** Exercise **
The records below must be duplicated exactly, character for character.
BEGIN Material supplied
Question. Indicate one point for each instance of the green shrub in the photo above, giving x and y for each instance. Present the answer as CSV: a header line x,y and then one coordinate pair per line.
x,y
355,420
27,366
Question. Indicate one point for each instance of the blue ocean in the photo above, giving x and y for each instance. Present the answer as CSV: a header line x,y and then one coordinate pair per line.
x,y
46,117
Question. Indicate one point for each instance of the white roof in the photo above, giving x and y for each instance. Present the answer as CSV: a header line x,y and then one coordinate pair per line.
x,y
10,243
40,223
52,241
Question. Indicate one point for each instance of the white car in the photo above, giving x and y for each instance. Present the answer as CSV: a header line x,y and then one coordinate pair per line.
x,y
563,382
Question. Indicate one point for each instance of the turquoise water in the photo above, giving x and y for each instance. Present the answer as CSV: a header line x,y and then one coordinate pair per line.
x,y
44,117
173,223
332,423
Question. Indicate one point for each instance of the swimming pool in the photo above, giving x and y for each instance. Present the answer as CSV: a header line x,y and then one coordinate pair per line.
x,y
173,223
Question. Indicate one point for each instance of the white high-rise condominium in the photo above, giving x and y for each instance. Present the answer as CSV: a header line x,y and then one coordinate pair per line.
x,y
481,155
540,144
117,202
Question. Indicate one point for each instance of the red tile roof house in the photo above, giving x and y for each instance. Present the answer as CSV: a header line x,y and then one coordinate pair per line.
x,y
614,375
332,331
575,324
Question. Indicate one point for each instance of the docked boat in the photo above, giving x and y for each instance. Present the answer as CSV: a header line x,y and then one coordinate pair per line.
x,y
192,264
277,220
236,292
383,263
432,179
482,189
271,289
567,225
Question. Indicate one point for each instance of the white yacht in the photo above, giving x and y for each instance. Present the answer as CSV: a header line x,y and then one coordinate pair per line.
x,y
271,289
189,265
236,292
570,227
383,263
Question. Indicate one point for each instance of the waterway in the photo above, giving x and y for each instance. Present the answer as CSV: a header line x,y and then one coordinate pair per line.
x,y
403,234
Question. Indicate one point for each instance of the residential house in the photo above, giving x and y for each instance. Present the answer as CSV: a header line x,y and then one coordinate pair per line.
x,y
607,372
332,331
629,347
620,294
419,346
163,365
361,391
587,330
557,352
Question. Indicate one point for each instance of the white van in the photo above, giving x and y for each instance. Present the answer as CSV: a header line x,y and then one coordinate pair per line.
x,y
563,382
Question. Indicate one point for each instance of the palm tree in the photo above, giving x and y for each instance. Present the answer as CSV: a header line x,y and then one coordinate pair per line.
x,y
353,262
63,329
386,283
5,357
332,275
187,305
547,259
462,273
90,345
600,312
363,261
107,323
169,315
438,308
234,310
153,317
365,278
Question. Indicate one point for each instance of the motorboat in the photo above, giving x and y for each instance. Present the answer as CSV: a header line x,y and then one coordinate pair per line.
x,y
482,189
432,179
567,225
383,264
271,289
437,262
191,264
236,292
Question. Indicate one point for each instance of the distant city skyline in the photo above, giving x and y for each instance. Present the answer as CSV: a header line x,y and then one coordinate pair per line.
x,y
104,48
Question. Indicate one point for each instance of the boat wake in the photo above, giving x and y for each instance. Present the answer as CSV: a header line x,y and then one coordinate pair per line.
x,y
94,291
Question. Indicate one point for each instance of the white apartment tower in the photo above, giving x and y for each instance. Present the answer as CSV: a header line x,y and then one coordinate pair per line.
END Material supplied
** Output below **
Question. Indicate one point for each instance of the green shrub in the photo above, giving x and y for each instance. Present the answer as CSV: a header line x,y and then one coordinate pair per line.
x,y
355,420
27,366
Question. Indicate one point for each instance of the blue ocean in the photo above, giving x and y for each instance. Present the answer as CSV: a header line x,y and then one coordinate pair per line.
x,y
46,117
Question. Indicate one point for each instance of the white roof in the photo above, giving x and y for each instance. Present the answer as CSV: a header line x,y and then one coordinate pair per line.
x,y
10,243
40,223
52,241
Question. Indicate one point for each instance of the white car in the photo above, giving x and y for each instance. Present the answer as CSV: a header line x,y and then one coordinate pair per line.
x,y
563,382
Question. Indicate one point for each instance of the turquoise water in the photo above, giving x and y for each instance. Present the answer as CSV: a header line x,y and then one coordinate pair per line.
x,y
44,117
173,223
332,423
Question. Indicate one point for each instance of the swimming pool in the photo above, giving x and y for each instance. Present the answer as CSV: a header line x,y and then one coordinate pair per line.
x,y
173,223
Question. Indicate one point for each instance of the white high-rise condominium in the photo above, giving x and y for each instance. Present the answer as CSV: a header line x,y and then one coordinate pair per line.
x,y
481,155
540,144
117,202
Question. Indicate one point for each instance of the red tile roof house in the photo above, giving x and y for each instance. Present the answer as CSV: a header line x,y and then one coordinate pair per line.
x,y
614,375
332,331
575,324
Question. Indicate one point for each instance of the docked boat in the photo above, giving x and y for each instance. Present the answer as CSV: a header line x,y and then one coordinate pair per line.
x,y
192,264
277,220
236,292
383,263
432,179
482,189
271,289
567,225
Question. Indicate one point for each instance of the white yacht in the photo above, giving x and y for each instance. Present the answer as CSV: a header line x,y and then one coordinate pair per line.
x,y
271,289
189,265
236,292
570,227
383,263
Question. Indicate one point for each instance of the waterway in the photo above, giving x and y for each instance. Present the answer as CSV: a header line x,y and then one coordinate pair per line.
x,y
403,234
Question. Indicate one point for each instance of the residential house in the photo above, giving x and y for each instance. Present the answer as CSV: a header line x,y and then one coordinate pair per line.
x,y
607,372
332,331
629,347
620,294
419,346
163,365
361,391
587,330
557,352
Question. Indicate one point for each instance of the white van in the photo above, giving x and y for each instance. Present the answer as CSV: a header line x,y and then one coordinate pair per line.
x,y
563,382
Question. Indicate one point for each instance of the palm tree in the photo above, giving x and y for each instance. Present the answer as CSV: a header line x,y and then one coordinate pair per line.
x,y
353,262
63,329
386,283
5,357
332,275
187,305
547,259
462,273
90,345
600,312
363,261
107,323
169,315
438,308
234,310
153,317
365,278
Question. Indicate one point for each instance of the motorboat in the photo above, giving x and y for each instance. Present the answer as CSV: a header line x,y and then one coordinate pair per line.
x,y
482,189
432,179
567,225
383,264
271,289
437,262
191,264
236,292
Question. Indicate one point for each instance of the distant city skyline in the photo above, giving x and y for each instance. Present the answer as CSV: a header line x,y and then one coordinate pair per line.
x,y
104,48
Question. Indicate one point for each instance of the boat wake in the photo above, giving x and y for each instance. Present the answer as CSV: a header line x,y and then one coordinate pair per line.
x,y
94,291
Question. Indicate one point for each instance of the white apartment tower in the photo above, giving x and y for each instance. Present the answer as CSV: a header line x,y and then one coordinate pair per line.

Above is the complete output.